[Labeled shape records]
———

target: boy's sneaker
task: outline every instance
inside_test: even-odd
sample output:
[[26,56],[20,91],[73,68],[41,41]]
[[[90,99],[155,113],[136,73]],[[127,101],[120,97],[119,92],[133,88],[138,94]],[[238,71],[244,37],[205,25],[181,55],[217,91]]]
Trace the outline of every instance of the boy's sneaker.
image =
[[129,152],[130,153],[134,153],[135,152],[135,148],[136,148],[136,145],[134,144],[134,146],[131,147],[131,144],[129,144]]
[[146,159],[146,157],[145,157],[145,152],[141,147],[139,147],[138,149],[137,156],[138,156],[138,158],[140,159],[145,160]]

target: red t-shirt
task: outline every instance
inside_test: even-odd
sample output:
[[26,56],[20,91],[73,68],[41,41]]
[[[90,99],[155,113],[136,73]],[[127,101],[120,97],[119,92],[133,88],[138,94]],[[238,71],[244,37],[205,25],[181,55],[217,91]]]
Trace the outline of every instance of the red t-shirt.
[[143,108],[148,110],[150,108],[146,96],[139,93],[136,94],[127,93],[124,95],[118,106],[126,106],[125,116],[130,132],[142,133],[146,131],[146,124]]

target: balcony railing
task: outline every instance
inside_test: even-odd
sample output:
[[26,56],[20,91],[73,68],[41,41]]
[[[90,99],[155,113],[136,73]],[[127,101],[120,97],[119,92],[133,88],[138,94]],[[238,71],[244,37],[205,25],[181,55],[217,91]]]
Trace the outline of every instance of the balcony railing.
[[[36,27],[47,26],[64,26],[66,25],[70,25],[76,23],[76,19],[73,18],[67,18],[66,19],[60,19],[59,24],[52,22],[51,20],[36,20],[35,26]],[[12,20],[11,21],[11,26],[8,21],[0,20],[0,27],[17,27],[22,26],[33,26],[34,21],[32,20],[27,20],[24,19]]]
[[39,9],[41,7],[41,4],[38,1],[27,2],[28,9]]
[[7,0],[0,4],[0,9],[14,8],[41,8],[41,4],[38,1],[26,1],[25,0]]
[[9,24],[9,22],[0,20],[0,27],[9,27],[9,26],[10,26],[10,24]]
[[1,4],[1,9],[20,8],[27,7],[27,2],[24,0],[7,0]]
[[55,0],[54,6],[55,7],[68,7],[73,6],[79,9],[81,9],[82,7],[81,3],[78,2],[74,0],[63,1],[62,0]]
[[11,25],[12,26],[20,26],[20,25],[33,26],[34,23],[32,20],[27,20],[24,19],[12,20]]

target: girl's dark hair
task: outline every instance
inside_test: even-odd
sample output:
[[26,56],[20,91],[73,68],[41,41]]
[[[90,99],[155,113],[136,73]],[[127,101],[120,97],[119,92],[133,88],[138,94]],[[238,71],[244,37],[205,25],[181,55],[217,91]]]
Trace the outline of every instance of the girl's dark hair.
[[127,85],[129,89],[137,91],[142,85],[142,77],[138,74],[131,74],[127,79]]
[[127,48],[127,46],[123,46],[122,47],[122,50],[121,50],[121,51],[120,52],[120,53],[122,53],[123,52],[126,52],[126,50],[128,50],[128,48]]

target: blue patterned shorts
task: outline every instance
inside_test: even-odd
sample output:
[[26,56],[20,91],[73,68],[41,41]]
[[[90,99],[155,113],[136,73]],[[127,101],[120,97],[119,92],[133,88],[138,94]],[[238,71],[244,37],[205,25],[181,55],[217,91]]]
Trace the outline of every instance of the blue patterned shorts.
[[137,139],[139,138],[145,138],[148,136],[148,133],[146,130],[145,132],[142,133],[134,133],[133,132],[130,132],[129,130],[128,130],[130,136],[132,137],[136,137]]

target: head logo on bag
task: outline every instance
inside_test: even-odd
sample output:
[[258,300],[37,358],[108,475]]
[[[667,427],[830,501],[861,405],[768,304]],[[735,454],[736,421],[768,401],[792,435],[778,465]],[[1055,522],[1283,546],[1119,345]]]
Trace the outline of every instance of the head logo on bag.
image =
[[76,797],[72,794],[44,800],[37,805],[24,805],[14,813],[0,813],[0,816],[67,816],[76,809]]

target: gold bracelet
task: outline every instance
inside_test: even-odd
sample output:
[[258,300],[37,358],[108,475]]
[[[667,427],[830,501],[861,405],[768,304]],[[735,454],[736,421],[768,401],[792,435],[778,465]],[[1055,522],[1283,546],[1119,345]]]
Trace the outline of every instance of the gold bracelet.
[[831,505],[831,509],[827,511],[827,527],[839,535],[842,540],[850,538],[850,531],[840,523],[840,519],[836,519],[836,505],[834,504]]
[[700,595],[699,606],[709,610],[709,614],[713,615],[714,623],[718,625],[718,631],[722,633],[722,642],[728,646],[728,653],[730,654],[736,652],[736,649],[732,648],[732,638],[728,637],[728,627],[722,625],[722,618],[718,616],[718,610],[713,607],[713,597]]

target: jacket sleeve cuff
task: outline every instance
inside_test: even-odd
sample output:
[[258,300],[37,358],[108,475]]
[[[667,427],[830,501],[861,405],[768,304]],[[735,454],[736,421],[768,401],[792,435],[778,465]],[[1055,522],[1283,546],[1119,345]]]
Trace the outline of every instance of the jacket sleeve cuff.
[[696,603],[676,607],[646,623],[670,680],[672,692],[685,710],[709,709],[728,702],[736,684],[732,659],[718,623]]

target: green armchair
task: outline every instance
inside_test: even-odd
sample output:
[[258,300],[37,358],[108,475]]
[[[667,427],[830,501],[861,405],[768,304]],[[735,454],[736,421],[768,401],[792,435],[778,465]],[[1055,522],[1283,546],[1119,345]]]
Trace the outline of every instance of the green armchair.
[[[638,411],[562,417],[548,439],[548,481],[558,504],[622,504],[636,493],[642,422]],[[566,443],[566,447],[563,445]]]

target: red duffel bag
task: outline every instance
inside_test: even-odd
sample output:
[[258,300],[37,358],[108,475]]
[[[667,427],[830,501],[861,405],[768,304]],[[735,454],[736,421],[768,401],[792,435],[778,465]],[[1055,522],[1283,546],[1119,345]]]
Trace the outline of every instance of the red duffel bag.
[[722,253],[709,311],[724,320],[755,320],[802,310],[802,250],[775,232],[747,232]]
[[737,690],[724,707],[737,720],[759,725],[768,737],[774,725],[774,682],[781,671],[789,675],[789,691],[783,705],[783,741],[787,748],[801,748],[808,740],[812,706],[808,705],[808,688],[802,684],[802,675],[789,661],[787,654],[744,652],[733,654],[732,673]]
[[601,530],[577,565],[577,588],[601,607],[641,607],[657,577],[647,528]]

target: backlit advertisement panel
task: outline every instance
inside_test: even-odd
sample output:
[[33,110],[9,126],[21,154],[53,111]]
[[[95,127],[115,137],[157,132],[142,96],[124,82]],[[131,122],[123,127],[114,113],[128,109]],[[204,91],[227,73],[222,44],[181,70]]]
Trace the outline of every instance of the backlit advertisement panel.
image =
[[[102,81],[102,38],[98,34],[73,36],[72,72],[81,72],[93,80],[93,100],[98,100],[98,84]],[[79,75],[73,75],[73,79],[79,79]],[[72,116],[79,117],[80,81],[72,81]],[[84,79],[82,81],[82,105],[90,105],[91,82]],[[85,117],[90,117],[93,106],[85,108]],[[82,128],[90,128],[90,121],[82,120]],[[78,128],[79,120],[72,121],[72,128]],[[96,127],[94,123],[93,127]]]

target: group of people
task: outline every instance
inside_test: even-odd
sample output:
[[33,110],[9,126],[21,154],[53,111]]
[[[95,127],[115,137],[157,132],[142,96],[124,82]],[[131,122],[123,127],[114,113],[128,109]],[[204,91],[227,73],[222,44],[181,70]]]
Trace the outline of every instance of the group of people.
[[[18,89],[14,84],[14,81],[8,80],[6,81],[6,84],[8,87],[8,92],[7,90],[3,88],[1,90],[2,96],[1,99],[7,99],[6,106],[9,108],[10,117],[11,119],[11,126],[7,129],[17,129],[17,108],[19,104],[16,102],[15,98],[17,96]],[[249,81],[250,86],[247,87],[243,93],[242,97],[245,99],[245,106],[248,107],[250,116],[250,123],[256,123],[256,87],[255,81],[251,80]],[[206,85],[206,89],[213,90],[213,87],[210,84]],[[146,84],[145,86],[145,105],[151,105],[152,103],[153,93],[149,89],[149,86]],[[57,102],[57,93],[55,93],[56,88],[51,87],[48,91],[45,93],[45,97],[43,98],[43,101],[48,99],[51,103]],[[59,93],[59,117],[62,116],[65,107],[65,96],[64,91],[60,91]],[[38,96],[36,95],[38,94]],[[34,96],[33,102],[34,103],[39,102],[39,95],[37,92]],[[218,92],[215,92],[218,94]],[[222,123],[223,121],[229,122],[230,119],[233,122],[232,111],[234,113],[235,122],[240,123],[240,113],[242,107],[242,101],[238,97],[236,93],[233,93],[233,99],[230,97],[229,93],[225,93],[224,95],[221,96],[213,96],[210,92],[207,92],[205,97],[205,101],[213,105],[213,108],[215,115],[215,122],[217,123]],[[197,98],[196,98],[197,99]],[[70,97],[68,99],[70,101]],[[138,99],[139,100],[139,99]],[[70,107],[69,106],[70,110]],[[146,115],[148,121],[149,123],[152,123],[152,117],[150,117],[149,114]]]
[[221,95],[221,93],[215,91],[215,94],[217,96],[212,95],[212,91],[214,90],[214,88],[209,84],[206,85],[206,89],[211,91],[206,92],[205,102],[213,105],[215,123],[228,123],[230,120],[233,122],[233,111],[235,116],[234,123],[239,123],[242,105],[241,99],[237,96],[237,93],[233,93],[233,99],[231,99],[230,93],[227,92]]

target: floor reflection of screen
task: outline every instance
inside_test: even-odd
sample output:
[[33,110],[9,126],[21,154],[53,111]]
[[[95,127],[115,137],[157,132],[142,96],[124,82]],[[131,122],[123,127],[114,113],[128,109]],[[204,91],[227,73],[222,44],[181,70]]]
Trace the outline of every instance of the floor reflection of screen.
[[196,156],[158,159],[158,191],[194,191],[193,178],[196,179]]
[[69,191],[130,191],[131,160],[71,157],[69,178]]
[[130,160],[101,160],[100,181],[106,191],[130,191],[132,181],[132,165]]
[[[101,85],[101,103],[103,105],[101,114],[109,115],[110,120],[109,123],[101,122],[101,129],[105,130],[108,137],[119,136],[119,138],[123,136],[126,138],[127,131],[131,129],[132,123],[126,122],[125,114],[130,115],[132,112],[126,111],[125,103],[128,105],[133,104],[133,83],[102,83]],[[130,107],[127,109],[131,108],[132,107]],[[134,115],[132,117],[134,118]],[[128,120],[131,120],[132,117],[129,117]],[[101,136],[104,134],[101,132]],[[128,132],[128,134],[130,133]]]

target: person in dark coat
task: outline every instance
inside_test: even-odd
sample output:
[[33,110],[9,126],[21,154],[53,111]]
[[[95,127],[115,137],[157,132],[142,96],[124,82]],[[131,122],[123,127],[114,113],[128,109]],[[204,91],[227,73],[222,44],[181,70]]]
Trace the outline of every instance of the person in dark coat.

———

Objective: Give again only the lines starting at the one that contains "target: person in dark coat" and running to the end of the data.

Response to the exercise:
target: person in dark coat
task: outline every instance
inside_test: even-odd
sample output:
[[33,110],[9,126],[21,154],[53,111]]
[[[95,127],[115,137],[157,132],[142,96],[124,82]],[[131,122],[123,127],[114,113],[128,109]],[[204,91],[227,73],[222,44],[181,70]]]
Trace the outline of every instance of the person in dark coat.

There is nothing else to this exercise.